• Required task
Only the lines from the one containing "Reviewer note: confirm one keypoint per instance of the wheel" through the end of the material are to be echoed, each exactly as it appears.

— START Provided material —

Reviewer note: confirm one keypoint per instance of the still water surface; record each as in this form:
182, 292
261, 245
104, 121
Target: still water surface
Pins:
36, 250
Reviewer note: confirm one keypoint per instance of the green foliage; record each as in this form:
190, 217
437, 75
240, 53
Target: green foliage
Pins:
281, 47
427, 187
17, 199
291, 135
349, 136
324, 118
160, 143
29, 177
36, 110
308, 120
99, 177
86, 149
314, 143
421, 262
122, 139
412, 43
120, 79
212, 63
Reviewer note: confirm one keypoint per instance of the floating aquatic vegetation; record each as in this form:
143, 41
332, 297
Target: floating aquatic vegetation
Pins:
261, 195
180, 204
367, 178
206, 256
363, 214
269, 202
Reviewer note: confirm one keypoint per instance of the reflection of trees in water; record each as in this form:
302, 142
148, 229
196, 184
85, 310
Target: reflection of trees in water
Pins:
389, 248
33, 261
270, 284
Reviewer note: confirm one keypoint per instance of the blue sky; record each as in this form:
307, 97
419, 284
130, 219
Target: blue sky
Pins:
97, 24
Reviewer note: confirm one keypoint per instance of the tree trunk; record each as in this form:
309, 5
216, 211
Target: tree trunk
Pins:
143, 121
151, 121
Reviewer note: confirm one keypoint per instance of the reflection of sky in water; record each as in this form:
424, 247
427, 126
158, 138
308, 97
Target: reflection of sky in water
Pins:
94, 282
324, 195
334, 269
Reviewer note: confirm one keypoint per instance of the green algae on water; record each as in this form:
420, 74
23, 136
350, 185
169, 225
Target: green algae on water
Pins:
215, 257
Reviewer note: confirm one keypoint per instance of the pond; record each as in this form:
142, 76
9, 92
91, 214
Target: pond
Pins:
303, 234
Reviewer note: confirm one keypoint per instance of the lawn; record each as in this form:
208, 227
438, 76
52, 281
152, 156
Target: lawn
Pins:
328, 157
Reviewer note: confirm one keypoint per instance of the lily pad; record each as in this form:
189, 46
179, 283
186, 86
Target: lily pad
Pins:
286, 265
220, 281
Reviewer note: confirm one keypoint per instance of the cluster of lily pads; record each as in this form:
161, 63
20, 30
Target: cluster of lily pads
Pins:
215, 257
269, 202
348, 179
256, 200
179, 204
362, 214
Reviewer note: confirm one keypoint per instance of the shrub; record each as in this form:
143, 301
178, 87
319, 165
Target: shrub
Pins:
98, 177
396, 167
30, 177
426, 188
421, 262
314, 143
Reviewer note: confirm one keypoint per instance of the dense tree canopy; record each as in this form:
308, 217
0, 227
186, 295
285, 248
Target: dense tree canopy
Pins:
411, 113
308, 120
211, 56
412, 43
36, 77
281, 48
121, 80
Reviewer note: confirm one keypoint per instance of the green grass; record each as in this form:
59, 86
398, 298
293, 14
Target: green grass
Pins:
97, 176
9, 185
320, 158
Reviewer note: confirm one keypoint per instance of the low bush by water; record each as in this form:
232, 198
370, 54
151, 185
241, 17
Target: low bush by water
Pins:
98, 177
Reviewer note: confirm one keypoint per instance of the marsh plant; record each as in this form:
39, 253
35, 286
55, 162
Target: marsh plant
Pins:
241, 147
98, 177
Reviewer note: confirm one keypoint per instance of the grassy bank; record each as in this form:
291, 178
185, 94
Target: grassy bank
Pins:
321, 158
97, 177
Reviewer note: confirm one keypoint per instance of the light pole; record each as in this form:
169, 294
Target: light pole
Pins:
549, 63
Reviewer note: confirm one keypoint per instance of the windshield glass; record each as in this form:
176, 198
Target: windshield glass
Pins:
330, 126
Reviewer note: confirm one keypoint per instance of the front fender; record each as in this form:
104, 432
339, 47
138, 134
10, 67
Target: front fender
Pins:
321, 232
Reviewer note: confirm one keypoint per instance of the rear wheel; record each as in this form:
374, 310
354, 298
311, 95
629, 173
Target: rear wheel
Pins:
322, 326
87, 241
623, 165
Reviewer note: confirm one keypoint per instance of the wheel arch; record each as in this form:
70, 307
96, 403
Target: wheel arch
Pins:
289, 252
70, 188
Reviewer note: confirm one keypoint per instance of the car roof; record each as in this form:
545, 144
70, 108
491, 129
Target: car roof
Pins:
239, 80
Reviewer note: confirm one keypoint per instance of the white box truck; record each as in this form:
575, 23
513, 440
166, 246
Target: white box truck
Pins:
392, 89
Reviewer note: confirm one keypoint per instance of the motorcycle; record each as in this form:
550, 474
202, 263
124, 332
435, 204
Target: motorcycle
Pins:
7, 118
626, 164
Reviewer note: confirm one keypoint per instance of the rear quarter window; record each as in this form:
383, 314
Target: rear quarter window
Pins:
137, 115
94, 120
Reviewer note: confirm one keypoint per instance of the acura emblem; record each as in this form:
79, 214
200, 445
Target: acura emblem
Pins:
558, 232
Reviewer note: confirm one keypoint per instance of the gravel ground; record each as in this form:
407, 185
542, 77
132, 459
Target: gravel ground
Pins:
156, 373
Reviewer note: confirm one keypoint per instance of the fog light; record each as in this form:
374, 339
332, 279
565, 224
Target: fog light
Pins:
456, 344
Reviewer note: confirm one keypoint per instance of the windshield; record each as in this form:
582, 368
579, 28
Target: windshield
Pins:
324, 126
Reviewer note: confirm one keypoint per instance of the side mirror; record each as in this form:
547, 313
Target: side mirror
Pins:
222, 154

— END Provided material —

• The output
Reviewer note: confirm one keypoint per instance of the wheel arch; record each as in this form:
70, 307
96, 403
Target: wheel arch
Pins:
289, 252
70, 188
Reviewer note: confirm one keypoint per instance of the car roof; record each as in this form:
545, 144
70, 108
491, 129
Target: car roof
Pins:
239, 80
Reviewer note: confirm one keypoint per instance of the white box truck; record each as in this form:
575, 23
513, 440
166, 246
Target: white box truck
Pins:
392, 89
Reviewer note: confirm one keypoint per instance of the motorcycle; record each as in this form:
550, 474
202, 263
124, 332
435, 204
Target: motorcycle
Pins:
7, 118
626, 164
Reviewer note: confirm one keypoint per instance of the rear quarter window; record each as in this form:
383, 314
Target: rear quarter window
Pins:
137, 115
94, 120
Reviewer note: confirm one keypoint per instance of the acura emblem; record each as in this form:
79, 214
200, 445
Target: acura emblem
Pins:
558, 232
Reviewer note: confirm one keypoint per instance of the gravel ground; record each as in this form:
407, 185
542, 77
132, 459
Target: gravel ground
Pins:
156, 373
Reviewer note: confirm one keypoint per instance of the fog light; record each as in this form:
374, 339
332, 279
565, 224
Target: fog light
Pins:
456, 344
Reviewer note: confirm one keypoint per instance of the windshield; record each as in this form:
582, 368
579, 28
Target: windshield
Pins:
324, 126
Reviewer note: confirm one keypoint per instance of the side mirror; record each as in this form:
547, 313
Target: side mirror
Pins:
222, 154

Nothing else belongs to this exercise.